AIM
Reproduce only the entries between the lines holding "Detect the blurred background" and "[63,25,283,54]", inclusive, with the request lines unchanged and 32 added to every number in the bounding box coordinates. Leave the pictures out of your answer.

SOURCE RECORDS

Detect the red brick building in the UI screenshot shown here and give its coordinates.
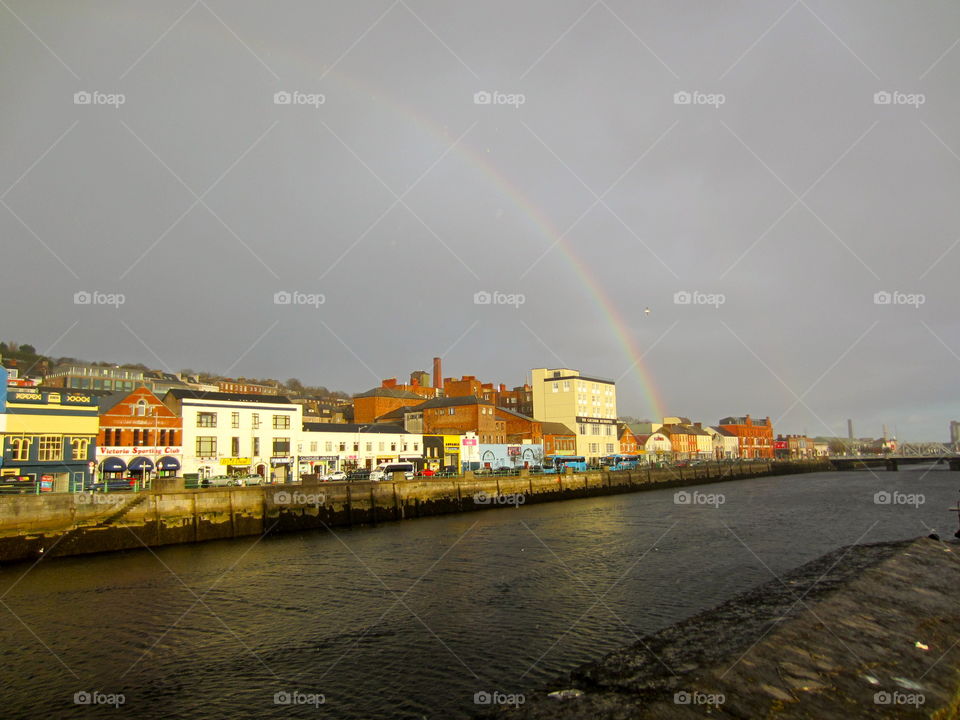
[617,422,640,455]
[543,422,577,457]
[717,415,773,460]
[496,407,543,443]
[413,397,507,445]
[97,387,183,476]
[353,388,423,425]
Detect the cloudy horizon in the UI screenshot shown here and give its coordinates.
[0,0,960,441]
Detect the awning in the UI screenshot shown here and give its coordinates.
[127,457,153,472]
[100,458,127,472]
[157,455,180,470]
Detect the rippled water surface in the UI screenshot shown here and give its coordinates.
[0,467,960,719]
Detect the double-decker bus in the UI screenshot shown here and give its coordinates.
[600,455,640,471]
[544,455,587,472]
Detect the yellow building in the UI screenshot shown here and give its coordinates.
[531,368,620,462]
[0,380,100,492]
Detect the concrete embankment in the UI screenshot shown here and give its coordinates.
[497,538,960,720]
[0,463,829,562]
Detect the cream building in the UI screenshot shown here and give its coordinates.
[531,368,620,461]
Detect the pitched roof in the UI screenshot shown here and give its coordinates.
[353,387,422,400]
[164,388,293,405]
[303,423,412,435]
[415,395,493,410]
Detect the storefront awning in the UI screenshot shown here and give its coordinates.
[100,458,127,472]
[157,455,180,470]
[127,457,153,472]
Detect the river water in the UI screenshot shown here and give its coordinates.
[0,466,960,719]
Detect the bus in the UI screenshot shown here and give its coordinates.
[543,455,587,473]
[600,455,640,471]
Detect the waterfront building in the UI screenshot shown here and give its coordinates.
[495,407,543,443]
[412,396,507,443]
[479,442,543,470]
[637,430,673,463]
[531,368,619,461]
[0,368,98,492]
[704,425,740,460]
[542,422,577,456]
[353,388,423,425]
[717,415,773,460]
[297,422,424,475]
[96,387,183,480]
[163,389,303,482]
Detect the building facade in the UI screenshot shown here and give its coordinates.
[717,415,773,460]
[531,368,619,462]
[0,376,98,492]
[96,387,183,480]
[163,390,303,482]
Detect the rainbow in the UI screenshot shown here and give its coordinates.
[316,71,664,421]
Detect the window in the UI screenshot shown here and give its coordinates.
[10,438,31,460]
[72,438,90,460]
[197,435,217,457]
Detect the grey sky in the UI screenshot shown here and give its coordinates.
[0,0,960,439]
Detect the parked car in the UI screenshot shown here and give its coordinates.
[200,475,240,487]
[370,462,416,482]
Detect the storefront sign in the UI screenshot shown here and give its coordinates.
[97,445,183,457]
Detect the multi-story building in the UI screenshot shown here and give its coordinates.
[412,396,507,444]
[163,389,303,482]
[217,378,280,395]
[543,422,577,456]
[353,388,423,425]
[496,407,543,443]
[531,368,619,461]
[704,425,740,460]
[97,387,183,480]
[717,415,773,460]
[297,422,424,474]
[0,369,98,492]
[42,363,188,396]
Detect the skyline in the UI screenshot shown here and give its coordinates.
[0,2,960,440]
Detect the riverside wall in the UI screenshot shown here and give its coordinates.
[0,462,830,563]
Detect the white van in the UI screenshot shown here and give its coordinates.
[370,462,416,482]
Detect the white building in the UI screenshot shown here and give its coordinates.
[704,426,740,460]
[297,423,423,475]
[531,368,620,460]
[163,389,303,482]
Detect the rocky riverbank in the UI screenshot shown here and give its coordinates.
[495,538,960,720]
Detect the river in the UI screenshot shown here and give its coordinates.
[0,466,960,719]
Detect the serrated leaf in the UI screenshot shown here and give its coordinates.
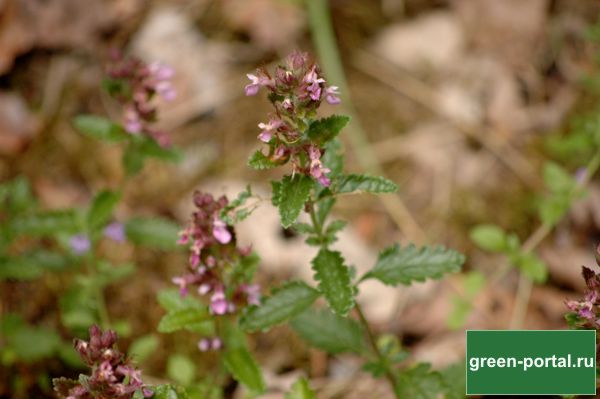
[240,282,319,332]
[396,364,445,399]
[125,217,179,250]
[312,248,355,316]
[167,354,196,386]
[223,348,265,393]
[307,115,350,143]
[73,115,130,143]
[469,224,507,252]
[334,174,398,194]
[87,190,121,230]
[278,175,313,229]
[128,334,159,363]
[290,309,367,354]
[248,150,280,170]
[362,244,465,286]
[10,209,78,236]
[285,378,315,399]
[158,308,213,335]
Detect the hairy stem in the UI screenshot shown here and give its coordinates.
[510,148,600,329]
[305,0,427,243]
[354,302,400,399]
[308,200,400,399]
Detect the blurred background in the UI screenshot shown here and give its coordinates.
[0,0,600,398]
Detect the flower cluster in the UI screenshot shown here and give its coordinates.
[245,52,340,186]
[173,192,260,351]
[53,325,153,399]
[566,246,600,329]
[108,53,177,146]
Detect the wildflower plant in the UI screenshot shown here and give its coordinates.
[0,54,179,397]
[158,53,465,398]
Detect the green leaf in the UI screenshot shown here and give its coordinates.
[469,224,507,252]
[167,354,196,386]
[122,145,144,176]
[0,250,71,280]
[158,308,213,335]
[539,193,571,226]
[8,325,61,362]
[312,248,355,316]
[134,136,183,163]
[396,364,444,399]
[73,115,129,143]
[128,334,159,363]
[362,244,465,286]
[152,384,188,399]
[125,217,179,250]
[321,138,344,178]
[290,309,367,354]
[157,289,202,312]
[240,282,319,332]
[307,115,350,143]
[334,174,398,194]
[248,150,280,170]
[10,209,78,236]
[278,175,313,229]
[271,180,281,207]
[87,190,121,230]
[514,252,548,284]
[0,176,36,217]
[285,378,316,399]
[544,162,577,193]
[223,348,265,393]
[441,360,467,399]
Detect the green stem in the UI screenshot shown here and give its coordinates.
[308,199,400,399]
[86,256,110,330]
[508,148,600,329]
[354,302,401,399]
[305,0,427,242]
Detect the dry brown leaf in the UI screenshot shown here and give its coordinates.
[222,0,304,50]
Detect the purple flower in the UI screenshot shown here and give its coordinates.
[198,338,211,352]
[244,73,271,96]
[241,284,260,305]
[210,290,229,315]
[325,86,342,105]
[308,146,331,187]
[258,119,283,143]
[53,325,153,399]
[69,234,92,255]
[213,217,231,244]
[104,222,125,242]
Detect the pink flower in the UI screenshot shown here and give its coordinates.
[244,73,271,96]
[213,217,231,244]
[104,222,125,242]
[325,86,342,105]
[210,289,229,315]
[308,145,331,187]
[258,119,283,143]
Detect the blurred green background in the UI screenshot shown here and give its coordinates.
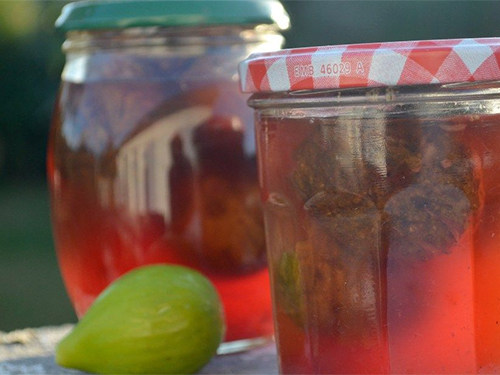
[0,0,500,331]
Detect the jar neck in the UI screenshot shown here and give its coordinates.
[248,81,500,118]
[63,25,283,54]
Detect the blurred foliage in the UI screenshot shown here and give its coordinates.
[0,1,64,181]
[0,0,500,330]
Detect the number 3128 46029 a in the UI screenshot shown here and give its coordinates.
[320,62,351,75]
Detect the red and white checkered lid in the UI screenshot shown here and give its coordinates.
[239,38,500,92]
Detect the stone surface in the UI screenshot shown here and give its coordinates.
[0,325,278,375]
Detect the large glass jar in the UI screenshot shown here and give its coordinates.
[48,0,288,350]
[241,39,500,374]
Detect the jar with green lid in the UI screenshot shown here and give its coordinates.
[47,0,288,351]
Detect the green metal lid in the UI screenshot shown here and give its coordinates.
[56,0,289,32]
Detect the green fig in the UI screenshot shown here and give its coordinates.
[56,265,224,374]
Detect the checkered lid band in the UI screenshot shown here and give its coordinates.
[239,38,500,92]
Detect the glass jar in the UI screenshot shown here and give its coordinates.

RESPONSE TO THE EXERCISE
Detect the blurred background in the UI screenshot shown here and give its coordinates.
[32,32,632,430]
Detect the flower cluster in the UI screenshot shown here and give its coordinates.
[277,84,372,218]
[205,224,292,383]
[85,357,185,431]
[598,278,632,361]
[140,85,209,178]
Detect the wildflower plant in the UI screenshot shown here and give its coordinates.
[32,86,211,429]
[190,85,497,430]
Detect the green leaf in the UI screenshot shown here and give its coordinates.
[501,256,539,284]
[199,386,228,418]
[154,177,176,208]
[32,282,103,312]
[190,340,245,367]
[571,225,603,258]
[40,357,93,394]
[344,280,387,348]
[166,168,215,195]
[428,396,476,431]
[105,147,161,175]
[160,366,191,395]
[394,276,497,318]
[184,416,220,431]
[157,249,211,282]
[353,170,376,210]
[322,341,399,386]
[189,321,234,344]
[272,314,351,364]
[339,147,382,175]
[366,206,430,226]
[280,182,312,202]
[42,241,110,268]
[310,207,345,261]
[303,212,313,239]
[119,222,153,262]
[546,284,580,316]
[32,208,68,249]
[317,410,348,431]
[576,194,609,225]
[255,380,297,425]
[473,392,499,431]
Detect the green stem in the UI screenshot shown here and give its coordinates.
[340,231,432,431]
[118,288,142,362]
[540,180,632,361]
[386,334,433,431]
[337,32,459,274]
Detect the dry brown leaf in the UI screenshot shown here and give its coordinates.
[254,32,336,82]
Detect the purple flower in the UI screenshot shown here and give its coordinates.
[230,370,243,384]
[276,105,303,128]
[273,316,292,337]
[242,322,261,347]
[357,118,374,137]
[340,178,363,219]
[290,151,315,175]
[85,357,185,431]
[101,266,124,287]
[245,249,263,276]
[136,254,157,274]
Detect the pink flower in the UI screenshot shown here and give its coordinates.
[276,105,303,128]
[245,249,263,276]
[136,254,157,274]
[357,118,374,137]
[242,321,261,347]
[340,177,363,219]
[290,151,315,175]
Detect the blurred green background in the UI screenshot shown here and give its coordinates.
[32,32,532,363]
Detect the jar neck in the UI screenshot shown here and give its coordinates.
[280,113,532,150]
[95,57,315,86]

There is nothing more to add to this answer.